Update the records by replacing every "pointer" with "annotator" and keeping everything else unchanged. Omit the pictures from your answer.
---- MATERIAL PROVIDED
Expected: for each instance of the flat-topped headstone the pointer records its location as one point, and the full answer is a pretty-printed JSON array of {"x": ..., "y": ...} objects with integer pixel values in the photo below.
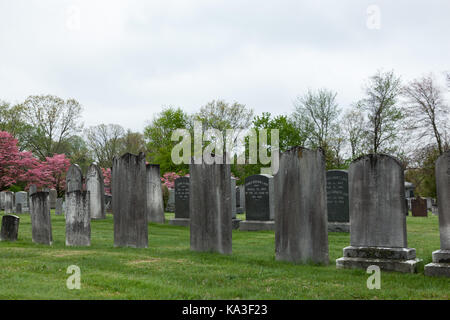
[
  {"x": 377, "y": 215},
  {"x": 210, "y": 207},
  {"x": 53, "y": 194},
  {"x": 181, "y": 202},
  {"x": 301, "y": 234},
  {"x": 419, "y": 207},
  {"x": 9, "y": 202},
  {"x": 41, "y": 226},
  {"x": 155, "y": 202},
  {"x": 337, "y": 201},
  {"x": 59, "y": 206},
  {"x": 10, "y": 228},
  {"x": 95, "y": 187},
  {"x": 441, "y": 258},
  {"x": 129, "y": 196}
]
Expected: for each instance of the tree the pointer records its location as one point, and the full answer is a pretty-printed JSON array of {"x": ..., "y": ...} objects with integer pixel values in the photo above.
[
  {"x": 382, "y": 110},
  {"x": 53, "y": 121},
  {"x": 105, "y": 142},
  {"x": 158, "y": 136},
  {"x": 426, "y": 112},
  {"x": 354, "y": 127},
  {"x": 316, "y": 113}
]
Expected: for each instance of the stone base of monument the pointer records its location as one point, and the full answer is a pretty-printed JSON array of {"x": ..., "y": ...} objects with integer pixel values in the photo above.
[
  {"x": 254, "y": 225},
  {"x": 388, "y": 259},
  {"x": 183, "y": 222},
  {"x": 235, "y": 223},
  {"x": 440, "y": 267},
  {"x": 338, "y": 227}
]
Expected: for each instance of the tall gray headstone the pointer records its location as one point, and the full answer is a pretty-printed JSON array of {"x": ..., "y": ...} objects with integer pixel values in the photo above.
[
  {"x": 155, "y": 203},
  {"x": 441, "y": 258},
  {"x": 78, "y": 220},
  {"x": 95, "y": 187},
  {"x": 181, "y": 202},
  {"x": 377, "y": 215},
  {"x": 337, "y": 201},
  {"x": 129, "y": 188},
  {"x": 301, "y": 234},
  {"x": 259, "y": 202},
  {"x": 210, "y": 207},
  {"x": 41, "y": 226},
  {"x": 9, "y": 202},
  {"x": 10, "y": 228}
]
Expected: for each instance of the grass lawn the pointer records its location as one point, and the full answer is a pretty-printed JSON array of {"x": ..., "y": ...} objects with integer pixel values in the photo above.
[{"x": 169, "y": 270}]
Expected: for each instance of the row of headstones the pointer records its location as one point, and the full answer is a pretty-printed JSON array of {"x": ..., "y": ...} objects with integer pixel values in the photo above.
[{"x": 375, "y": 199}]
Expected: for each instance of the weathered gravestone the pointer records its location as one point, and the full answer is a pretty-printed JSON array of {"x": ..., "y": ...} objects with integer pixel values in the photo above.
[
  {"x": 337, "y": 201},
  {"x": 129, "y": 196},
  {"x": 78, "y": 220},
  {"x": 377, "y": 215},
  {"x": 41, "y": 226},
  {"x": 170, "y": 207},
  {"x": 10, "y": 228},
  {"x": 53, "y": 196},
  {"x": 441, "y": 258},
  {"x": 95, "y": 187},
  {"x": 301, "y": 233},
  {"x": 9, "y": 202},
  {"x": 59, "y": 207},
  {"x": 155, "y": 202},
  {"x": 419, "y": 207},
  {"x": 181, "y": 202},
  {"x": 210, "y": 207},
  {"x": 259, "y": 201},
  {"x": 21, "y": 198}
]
--------
# ANSWER
Expected: for each instance of the flat-topped headstone the annotator records its location as one point, and the full answer is a pretty-printed JSON array of {"x": ..., "y": ...} objects with integer pixel values in the photo below.
[
  {"x": 377, "y": 215},
  {"x": 210, "y": 207},
  {"x": 53, "y": 194},
  {"x": 181, "y": 202},
  {"x": 301, "y": 234},
  {"x": 419, "y": 207},
  {"x": 9, "y": 202},
  {"x": 41, "y": 226},
  {"x": 155, "y": 202},
  {"x": 337, "y": 201},
  {"x": 59, "y": 206},
  {"x": 10, "y": 228},
  {"x": 95, "y": 187},
  {"x": 441, "y": 258},
  {"x": 129, "y": 196}
]
Expected: for each instance of the tree the annotator records its location as one point, and the full answer is a pretty-printed JSON array of {"x": ..., "y": ...} objects with integer pixel values in the photo above.
[
  {"x": 382, "y": 110},
  {"x": 53, "y": 121},
  {"x": 105, "y": 142},
  {"x": 158, "y": 136},
  {"x": 426, "y": 112},
  {"x": 354, "y": 127},
  {"x": 316, "y": 113}
]
Expected: for each instance of the stone base of monument the annotator records its location as one point, and the full answer is a pretty-printed JSON array of {"x": ..., "y": ...} objects with integer pixel values in the photo above.
[
  {"x": 254, "y": 225},
  {"x": 388, "y": 259},
  {"x": 183, "y": 222},
  {"x": 235, "y": 223},
  {"x": 440, "y": 267},
  {"x": 338, "y": 227}
]
Expected: for each instance of the tall gray headstone the annotator records its location as one point, and the full answer is a pretty-printed JSON array of {"x": ..., "y": ...} objects with integer pixel values in the photo above.
[
  {"x": 155, "y": 203},
  {"x": 441, "y": 258},
  {"x": 78, "y": 220},
  {"x": 95, "y": 187},
  {"x": 181, "y": 202},
  {"x": 377, "y": 215},
  {"x": 337, "y": 201},
  {"x": 129, "y": 188},
  {"x": 301, "y": 234},
  {"x": 259, "y": 202},
  {"x": 210, "y": 207},
  {"x": 41, "y": 226},
  {"x": 9, "y": 202},
  {"x": 10, "y": 228}
]
Expected: for each instance of the grass lawn the annotator records its location as one point, and the full answer is a pretty-printed JSON array of {"x": ..., "y": ...} objects with integer pixel values in the photo above.
[{"x": 169, "y": 270}]
Expected: for each instance of the row of headstones the annotator records its location as one point, and the full answer is a pretty-printed JSON array of {"x": ..., "y": ...} objects with integer pixel values in the photo above.
[{"x": 375, "y": 199}]
Expected: for each instance of the weathered gravestone the annotator records its location as one point, and the full answer is a pretty-printed JSON array of {"x": ..., "y": ...} objects with integer pixel values in the photo above.
[
  {"x": 337, "y": 201},
  {"x": 129, "y": 196},
  {"x": 78, "y": 220},
  {"x": 377, "y": 215},
  {"x": 41, "y": 226},
  {"x": 170, "y": 207},
  {"x": 10, "y": 228},
  {"x": 53, "y": 196},
  {"x": 441, "y": 258},
  {"x": 95, "y": 187},
  {"x": 301, "y": 233},
  {"x": 9, "y": 202},
  {"x": 59, "y": 207},
  {"x": 155, "y": 202},
  {"x": 419, "y": 207},
  {"x": 181, "y": 202},
  {"x": 210, "y": 207},
  {"x": 259, "y": 201},
  {"x": 21, "y": 198}
]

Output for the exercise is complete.